— What is asked —
**A)** Answer these about the 500px article:
(i) Which company acquired 500px, and in what month and year?
(ii) Who read the updated Terms of Service and wrote about them?
(iii) Where did that person post his reaction?
**B)** Duplicate the 500px article from "If you have" up to and including "in the community.".
**C)** Write the next part of the 500px article on the Terms of Service changes, picking up after its final sentence.

— Extract —

500px Makes Some Controversial Updates to Their Terms of Service

500px Makes Some Controversial Updates to Their Terms of Service

If you have an account and have uploaded images to 500px, you may want to dust off your password and take a peek, as the photo-sharing and licensing site has made significant updates to their Terms of Service. The latest update since being acquired by Visual China Group in February 2018 is causing some controversy in the community.

Beno Saradzic did everyone a solid and actually read the updated Terms of Service to notice some really scary updates. In a Facebook post, he wrote: “…It seems they have made a full transition to the Dark Side… 500px, seriously, WTAF??”

— Data —
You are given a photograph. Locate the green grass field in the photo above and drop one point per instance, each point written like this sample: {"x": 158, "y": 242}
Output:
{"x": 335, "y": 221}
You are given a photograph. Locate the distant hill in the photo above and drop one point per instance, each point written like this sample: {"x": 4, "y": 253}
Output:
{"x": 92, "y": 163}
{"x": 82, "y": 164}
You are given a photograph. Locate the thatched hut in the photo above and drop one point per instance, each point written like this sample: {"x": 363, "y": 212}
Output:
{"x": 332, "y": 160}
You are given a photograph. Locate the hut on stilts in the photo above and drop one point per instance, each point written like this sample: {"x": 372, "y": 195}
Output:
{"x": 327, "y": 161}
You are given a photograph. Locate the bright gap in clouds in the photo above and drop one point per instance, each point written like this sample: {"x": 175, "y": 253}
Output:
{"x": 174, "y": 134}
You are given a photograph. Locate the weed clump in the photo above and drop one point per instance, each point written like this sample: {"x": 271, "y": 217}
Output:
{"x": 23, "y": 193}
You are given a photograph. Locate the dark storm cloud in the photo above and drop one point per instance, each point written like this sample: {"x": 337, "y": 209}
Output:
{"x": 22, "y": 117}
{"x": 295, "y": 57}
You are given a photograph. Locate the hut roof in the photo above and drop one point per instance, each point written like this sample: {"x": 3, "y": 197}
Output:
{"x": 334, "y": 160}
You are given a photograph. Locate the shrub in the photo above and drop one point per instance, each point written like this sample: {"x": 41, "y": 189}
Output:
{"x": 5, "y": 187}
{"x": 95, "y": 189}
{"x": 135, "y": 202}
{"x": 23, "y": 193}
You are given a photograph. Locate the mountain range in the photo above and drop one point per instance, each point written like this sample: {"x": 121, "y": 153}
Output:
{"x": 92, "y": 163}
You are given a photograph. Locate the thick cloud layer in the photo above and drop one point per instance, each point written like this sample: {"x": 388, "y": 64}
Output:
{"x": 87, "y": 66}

— The answers —
**A)**
(i) Visual China Group, in February 2018.
(ii) Beno Saradzic.
(iii) In a Facebook post.

**B)**
If you have an account and have uploaded images to 500px, you may want to dust off your password and take a peek, as the photo-sharing and licensing site has made significant updates to their Terms of Service. The latest update since being acquired by Visual China Group in February 2018 is causing some controversy in the community.

**C)**
Saradzic, photographer and Fujifilm ambassador, is also a popular member on the photo-sharing site with nearly 30,000 followers and 13 million views. He highlighted questionable pieces of the updated policies, which included the below:

By submitting Visual Content to the Site, you grant to 500px a non-exclusive or exclusive, transferable, fully paid, worldwide license to use, sublicense, distribute, reproduce, modify, adapt, publicly perform and publicly display such Visual Content in connection with the Services. This license will exist for the period during which the Visual Content is posted on the Site and will automatically terminate upon the removal of the Visual Content from the Site, subject to the terms of any license granted by 500px or through our authorized distributors and these Terms;

As scary as the wording may be, however, it seems like this language is the norm with any photo-sharing and licensing website. There are pieces to the updated terms that require confirmation when uploading images to the site to allow 500px to license your images and become a Contributor. For comparison, check out Instagram’s policy below: 

We do not claim ownership of your content that you post on or through the Service. Instead, when you share, post, or upload content that is covered by intellectual property rights (like photos or videos) on or in connection with our Service, you hereby grant to us a non-exclusive, royalty-free, transferable, sub-licensable, worldwide license to host, use, distribute, modify, run, copy, publicly perform or display, translate, and create derivative works of your content (consistent with your privacy and application settings). You can end this license anytime by deleting your content or account.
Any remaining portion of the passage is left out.